### Problem requirements
Start to finish, print the entries exactly, and carry none of the pictures over.

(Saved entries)

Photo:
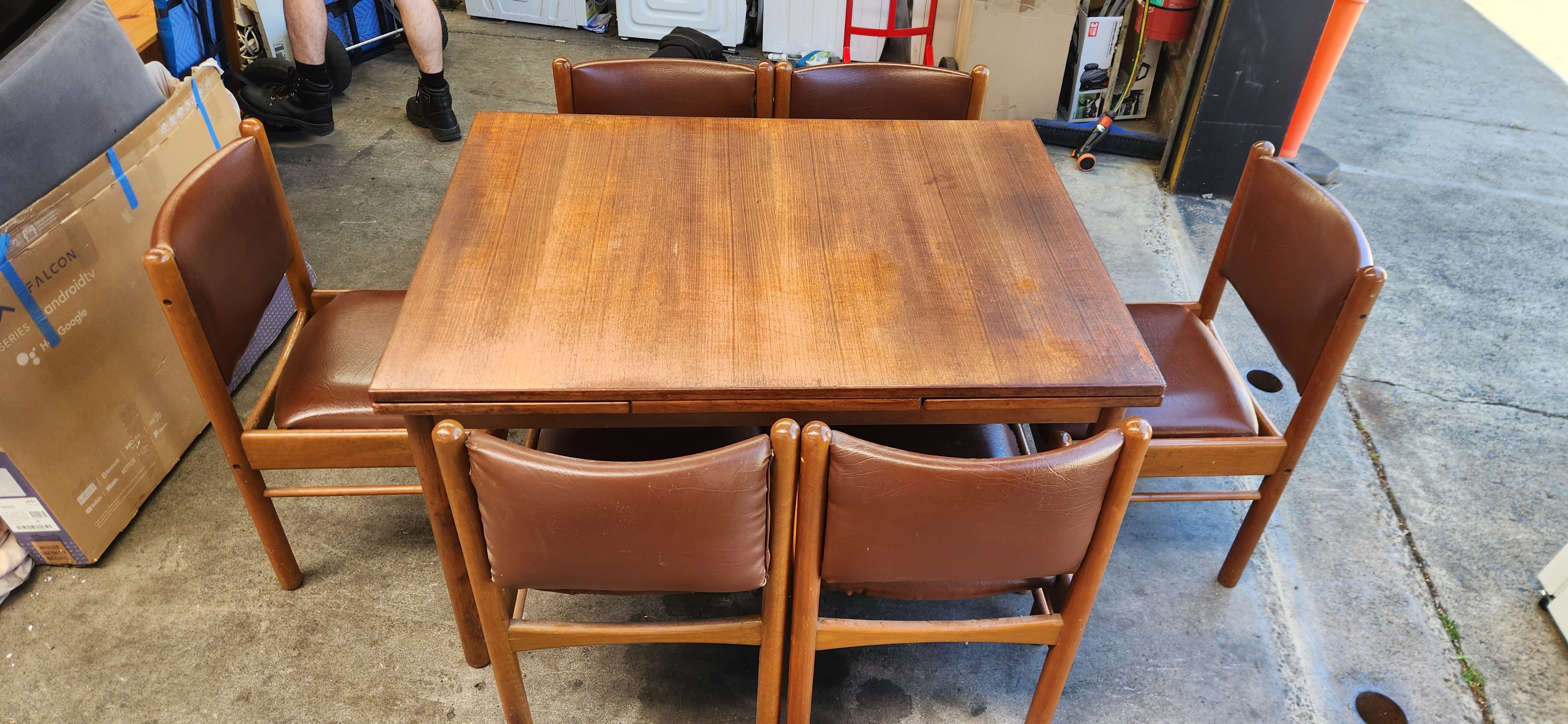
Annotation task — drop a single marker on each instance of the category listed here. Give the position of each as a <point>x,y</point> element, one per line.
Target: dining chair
<point>888,92</point>
<point>220,247</point>
<point>1302,266</point>
<point>710,523</point>
<point>890,524</point>
<point>664,87</point>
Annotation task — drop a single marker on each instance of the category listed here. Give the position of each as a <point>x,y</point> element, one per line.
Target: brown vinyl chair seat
<point>1205,396</point>
<point>887,92</point>
<point>664,87</point>
<point>327,380</point>
<point>719,521</point>
<point>888,523</point>
<point>946,441</point>
<point>639,444</point>
<point>564,524</point>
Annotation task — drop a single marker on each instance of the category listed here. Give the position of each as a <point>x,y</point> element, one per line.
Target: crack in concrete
<point>1462,400</point>
<point>1478,690</point>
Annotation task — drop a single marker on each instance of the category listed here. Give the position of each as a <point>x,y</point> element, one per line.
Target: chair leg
<point>267,526</point>
<point>1048,692</point>
<point>509,686</point>
<point>802,659</point>
<point>1252,532</point>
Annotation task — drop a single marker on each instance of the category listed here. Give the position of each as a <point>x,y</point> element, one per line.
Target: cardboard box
<point>98,402</point>
<point>1102,51</point>
<point>1142,78</point>
<point>1025,43</point>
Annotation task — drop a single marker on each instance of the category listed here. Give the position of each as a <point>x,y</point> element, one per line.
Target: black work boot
<point>432,109</point>
<point>297,104</point>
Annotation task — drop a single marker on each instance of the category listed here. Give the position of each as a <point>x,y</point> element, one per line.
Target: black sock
<point>314,74</point>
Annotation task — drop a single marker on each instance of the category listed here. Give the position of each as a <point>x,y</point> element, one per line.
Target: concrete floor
<point>1459,385</point>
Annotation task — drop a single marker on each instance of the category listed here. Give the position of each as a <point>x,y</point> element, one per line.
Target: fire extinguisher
<point>1167,20</point>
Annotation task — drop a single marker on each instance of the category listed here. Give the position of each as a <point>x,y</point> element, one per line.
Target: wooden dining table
<point>672,272</point>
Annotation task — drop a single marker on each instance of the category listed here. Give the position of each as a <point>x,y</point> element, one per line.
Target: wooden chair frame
<point>979,78</point>
<point>509,634</point>
<point>1271,454</point>
<point>1058,620</point>
<point>562,70</point>
<point>250,446</point>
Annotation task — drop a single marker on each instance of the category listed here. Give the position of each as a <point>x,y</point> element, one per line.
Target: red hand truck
<point>929,31</point>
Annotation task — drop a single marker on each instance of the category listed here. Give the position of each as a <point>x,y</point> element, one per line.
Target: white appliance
<point>561,13</point>
<point>1555,590</point>
<point>655,20</point>
<point>799,27</point>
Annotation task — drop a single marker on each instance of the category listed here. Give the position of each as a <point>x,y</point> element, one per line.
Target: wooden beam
<point>313,449</point>
<point>1194,496</point>
<point>534,635</point>
<point>838,634</point>
<point>1203,457</point>
<point>332,491</point>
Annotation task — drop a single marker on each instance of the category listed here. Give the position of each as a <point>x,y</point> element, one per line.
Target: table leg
<point>1109,418</point>
<point>448,546</point>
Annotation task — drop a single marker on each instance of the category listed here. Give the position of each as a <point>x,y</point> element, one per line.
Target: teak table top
<point>705,266</point>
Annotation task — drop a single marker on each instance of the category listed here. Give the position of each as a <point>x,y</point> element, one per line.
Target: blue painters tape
<point>205,117</point>
<point>120,176</point>
<point>23,294</point>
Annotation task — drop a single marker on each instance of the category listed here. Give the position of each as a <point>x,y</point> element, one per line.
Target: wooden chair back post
<point>499,607</point>
<point>810,519</point>
<point>299,273</point>
<point>562,70</point>
<point>764,90</point>
<point>201,361</point>
<point>979,78</point>
<point>452,454</point>
<point>1064,631</point>
<point>775,595</point>
<point>1319,388</point>
<point>1214,284</point>
<point>1091,574</point>
<point>782,74</point>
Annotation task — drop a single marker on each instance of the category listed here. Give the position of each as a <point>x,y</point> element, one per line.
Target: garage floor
<point>1459,385</point>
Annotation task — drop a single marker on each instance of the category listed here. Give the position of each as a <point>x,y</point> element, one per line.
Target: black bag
<point>686,43</point>
<point>1094,78</point>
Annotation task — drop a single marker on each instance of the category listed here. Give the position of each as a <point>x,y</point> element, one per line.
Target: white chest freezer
<point>561,13</point>
<point>655,20</point>
<point>804,26</point>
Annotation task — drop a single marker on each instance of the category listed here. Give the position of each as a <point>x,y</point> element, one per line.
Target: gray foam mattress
<point>70,90</point>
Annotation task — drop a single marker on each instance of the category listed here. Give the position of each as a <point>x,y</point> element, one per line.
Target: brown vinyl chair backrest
<point>695,524</point>
<point>1293,253</point>
<point>664,87</point>
<point>896,516</point>
<point>228,228</point>
<point>884,92</point>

### Answer for this exercise
Photo:
Annotation task — drop a single marker on each instance of the category listed here. Give the position of each as a <point>x,y</point> element, one per line.
Target: dining chair
<point>888,92</point>
<point>220,247</point>
<point>1302,266</point>
<point>710,523</point>
<point>890,524</point>
<point>664,87</point>
Annotation task — drop a single marker on each instance of the category listed here. Give the position of each as a <point>x,y</point> element, one per line.
Target: brown vinyl chair seat
<point>1205,396</point>
<point>887,92</point>
<point>664,87</point>
<point>327,380</point>
<point>719,521</point>
<point>888,523</point>
<point>946,441</point>
<point>639,444</point>
<point>564,524</point>
Annotation task — drop a single marker on each instance of the category listed here. Give the position of each as a <point>x,y</point> element, one per line.
Target: crack in concrete
<point>1462,400</point>
<point>1478,690</point>
Annotation task — drop a single marker on each instance of the category listed here. Give the position of each as a <point>x,y</point> element, one per line.
Target: chair leg
<point>267,526</point>
<point>1048,692</point>
<point>509,686</point>
<point>802,659</point>
<point>1252,532</point>
Annotation task — drop a single marker on each instance of the category listed here. Give the position of each as a <point>x,y</point> element, one per line.
Target: cardboard box
<point>98,402</point>
<point>1102,51</point>
<point>1142,78</point>
<point>1025,43</point>
Annotation task — drop a single marker on each instance of the category listed here. Give the position of each as a <point>x,y</point> element, one per line.
Target: black work boot
<point>432,109</point>
<point>297,104</point>
Annotation task — drop a single marker on each instance of the category listed here. Give the position of each as a <point>x,y</point> element, one per line.
Target: black sock
<point>314,74</point>
Annotation task — drop a single marker on each instance of the category listed here. Give the position of each as a <point>x,y</point> element, one per line.
Target: concrete floor
<point>1459,385</point>
Annotation task — drop a single marker on each instance of the category listed here. Give the position of each as a <point>x,y</point> element, one per line.
Target: fire extinguisher
<point>1167,20</point>
Annotation task — drop a single marker on each instance of the category listed here. Give the position of each as a <point>x,y</point> element, one per line.
Target: wooden dining table
<point>672,272</point>
Annotation task — drop a single marker on each instance of the category listed here. Give the position of each as a <point>x,y</point> element, one per line.
Target: wooden chair frame
<point>979,78</point>
<point>509,634</point>
<point>1271,454</point>
<point>1058,620</point>
<point>562,70</point>
<point>250,446</point>
Annotation task — drop a single marker on each instance of the category listed here. Give the position of each as a <point>x,y</point> element, one per line.
Target: red hand truck
<point>929,31</point>
Annotation task — drop a single marker on each instance of the category listed here. Give the position of each as a <point>x,y</point> element, one per line.
Target: white appliance
<point>561,13</point>
<point>1555,590</point>
<point>655,20</point>
<point>799,27</point>
Annotation task — drop a single marker on each instance of the category listed here. Give the position of each as a <point>x,y</point> element, one per line.
Target: wooden beam
<point>313,449</point>
<point>1194,496</point>
<point>534,635</point>
<point>838,634</point>
<point>1203,457</point>
<point>332,491</point>
Annotation task — drop a single marker on each instance of the category listed here. Give the position of each as a <point>x,y</point> element, one per line.
Target: table leg
<point>1109,418</point>
<point>448,546</point>
Annotation task — drop a single marker on each instance of the category listed here. Give the position of each as a <point>x,y</point> element, one per line.
Target: teak table top
<point>705,266</point>
Annotation task — drop a single marker on each instance of the category listed here. Give the position of each as a <point>x,y</point> element, one per line.
Target: blue painters tape
<point>205,117</point>
<point>120,176</point>
<point>23,294</point>
Annotation task — drop a single marker on each instance of the category listed here. Give the position of each as a <point>x,y</point> element, one per line.
Target: wooden chair back post
<point>499,607</point>
<point>810,519</point>
<point>299,273</point>
<point>562,70</point>
<point>764,90</point>
<point>201,361</point>
<point>979,78</point>
<point>452,454</point>
<point>1064,631</point>
<point>775,595</point>
<point>1319,388</point>
<point>1214,284</point>
<point>1091,574</point>
<point>782,74</point>
Annotation task — drop a single marker on each instance of the category listed here. Give the position of each as a <point>x,y</point> element, one per line.
Target: garage floor
<point>1459,385</point>
Annotation task — drop a single marker on each instance of the category listed here. Give the position of each as a <point>x,y</point> element, one per line.
Target: black bag
<point>686,43</point>
<point>1094,78</point>
Annotation task — drop a single marker on each instance of the category listed here. Give the position of each as a <point>x,y</point> element, one per line.
Target: white chest freezer
<point>561,13</point>
<point>655,20</point>
<point>804,26</point>
Annotation task — drop a single marker on each instance of the category listed here. Give the position of each as a <point>x,y</point> element, one per line.
Target: gray foam mattress
<point>70,90</point>
Annotation task — drop a single marker on each instance of the category listed here. Give the position of each as a <point>x,y</point> element, one per line.
Target: brown vinyl chair backrest
<point>695,524</point>
<point>1293,253</point>
<point>664,87</point>
<point>896,516</point>
<point>228,228</point>
<point>884,92</point>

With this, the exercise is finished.